Image location labeling entries:

----------------------------------------

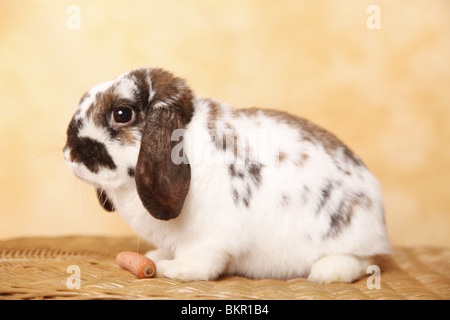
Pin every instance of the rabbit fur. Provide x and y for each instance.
(222, 191)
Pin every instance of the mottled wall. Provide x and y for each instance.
(385, 92)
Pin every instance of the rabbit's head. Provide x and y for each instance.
(121, 134)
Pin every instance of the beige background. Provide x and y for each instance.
(385, 92)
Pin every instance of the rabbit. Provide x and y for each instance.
(220, 191)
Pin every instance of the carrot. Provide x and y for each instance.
(137, 264)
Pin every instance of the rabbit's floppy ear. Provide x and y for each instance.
(161, 184)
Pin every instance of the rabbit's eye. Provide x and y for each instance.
(123, 116)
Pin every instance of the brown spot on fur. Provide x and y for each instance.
(281, 156)
(174, 91)
(85, 96)
(254, 170)
(302, 159)
(343, 214)
(309, 131)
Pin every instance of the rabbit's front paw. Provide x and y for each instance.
(185, 269)
(338, 268)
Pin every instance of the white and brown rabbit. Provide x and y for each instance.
(220, 191)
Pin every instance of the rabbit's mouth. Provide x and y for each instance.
(103, 177)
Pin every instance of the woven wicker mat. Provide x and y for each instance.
(37, 268)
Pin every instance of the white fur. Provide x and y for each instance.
(269, 238)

----------------------------------------

Work instructions: Write out the lines of all the entries above word for word, leaving out the pictures.

Response to this task:
Pin every instance of the rabbit fur. Provide x and y for each instance.
(222, 191)
Pin every instance of the mottled wall. Provide x and y for each instance.
(385, 92)
Pin every instance of the rabbit's head. Provide x and y for each instance.
(121, 134)
Pin every instance of the beige background. Provide x and y for each instance.
(385, 92)
Pin every instance of the rabbit. Provide x and y for each instance.
(220, 191)
Pin every instance of the carrot. Provide x and y for each instance.
(137, 264)
Pin every instance of the rabbit's floppy ear. Provide x and y for each instance.
(161, 184)
Pin every instance of the rabbit's eye. Provide x and y for each instance.
(123, 116)
Pin every instance of the brown spot on fur. Provide x and y for each instance.
(281, 156)
(174, 91)
(85, 96)
(254, 170)
(302, 159)
(343, 214)
(309, 131)
Pin every instance of the rabbit's front paw. Provide x and y for each instance.
(185, 269)
(338, 268)
Pin every instance of the white and brown rabbit. Provide x and y for each instance.
(220, 191)
Pin every instance of the rabbit's mouth. Provide x and y for each instance.
(103, 177)
Pin every instance of the woven wicker mat. Provide x and y for each instance.
(37, 268)
Pin every instance of the white fur. Provide x and y for each instance.
(269, 238)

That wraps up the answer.